I was fortunate that my very first co-op assignment at GMC Truck was in the Safety Department. It was a large factory, with a stamping plant, machine shop, and hydraulic riveters. To “freak out” the young kid, the employees in the safety group told me to look through the file cabinets full of pictures of accidents in the plant. One was a drill press with a thumb hanging down from the chuck, the tendons and ligaments wrapped around the drill bit. At 17, I was horrified.

I asked about it and the guys told me, “That is why you never wear gloves around rotating machinery. The chuck had a square-head set-screw for the drill bit. The operator was in a hurry and went to slow down the chuck so he could change the drill bit. Without gloves he would have gotten a nasty laceration. But with gloves, the cloth dug in and ripped his thumb off.” After that I made sure I tucked my tie into my shirt at the first button, the way I saw them do it. I don’t wear gloves around drills and such.

◆ Problem description:
Translate this sentence from the workplace safety account into Spanish: "It was a large factory, with a stamping plant, machine shop, and hydraulic riveters."

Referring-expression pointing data
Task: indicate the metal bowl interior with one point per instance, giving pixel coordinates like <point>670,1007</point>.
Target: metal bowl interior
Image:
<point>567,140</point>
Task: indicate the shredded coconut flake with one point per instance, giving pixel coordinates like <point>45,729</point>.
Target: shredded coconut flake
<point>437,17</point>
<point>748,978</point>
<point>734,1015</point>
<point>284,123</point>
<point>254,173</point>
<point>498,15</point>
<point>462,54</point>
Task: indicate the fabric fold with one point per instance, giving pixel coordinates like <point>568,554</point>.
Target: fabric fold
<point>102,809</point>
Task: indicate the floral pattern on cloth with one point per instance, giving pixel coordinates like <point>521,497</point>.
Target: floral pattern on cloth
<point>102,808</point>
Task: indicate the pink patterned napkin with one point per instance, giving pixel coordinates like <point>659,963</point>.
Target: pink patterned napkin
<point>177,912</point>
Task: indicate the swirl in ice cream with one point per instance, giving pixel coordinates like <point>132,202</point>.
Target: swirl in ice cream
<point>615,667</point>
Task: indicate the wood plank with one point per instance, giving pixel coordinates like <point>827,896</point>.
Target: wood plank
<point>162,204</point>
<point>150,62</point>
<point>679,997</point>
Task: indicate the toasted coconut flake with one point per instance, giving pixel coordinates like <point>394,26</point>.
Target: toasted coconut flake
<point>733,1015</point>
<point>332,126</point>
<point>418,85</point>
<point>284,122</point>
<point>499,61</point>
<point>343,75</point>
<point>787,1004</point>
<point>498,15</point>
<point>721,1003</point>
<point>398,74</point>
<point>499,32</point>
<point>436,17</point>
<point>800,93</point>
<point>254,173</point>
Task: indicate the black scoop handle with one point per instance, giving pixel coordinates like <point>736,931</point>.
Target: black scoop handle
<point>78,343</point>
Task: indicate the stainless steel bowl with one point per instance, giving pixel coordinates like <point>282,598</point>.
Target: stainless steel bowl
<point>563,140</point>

◆ Answer space:
Era una fábrica grande, con una planta de estampado, un taller mecánico y remachadoras hidráulicas.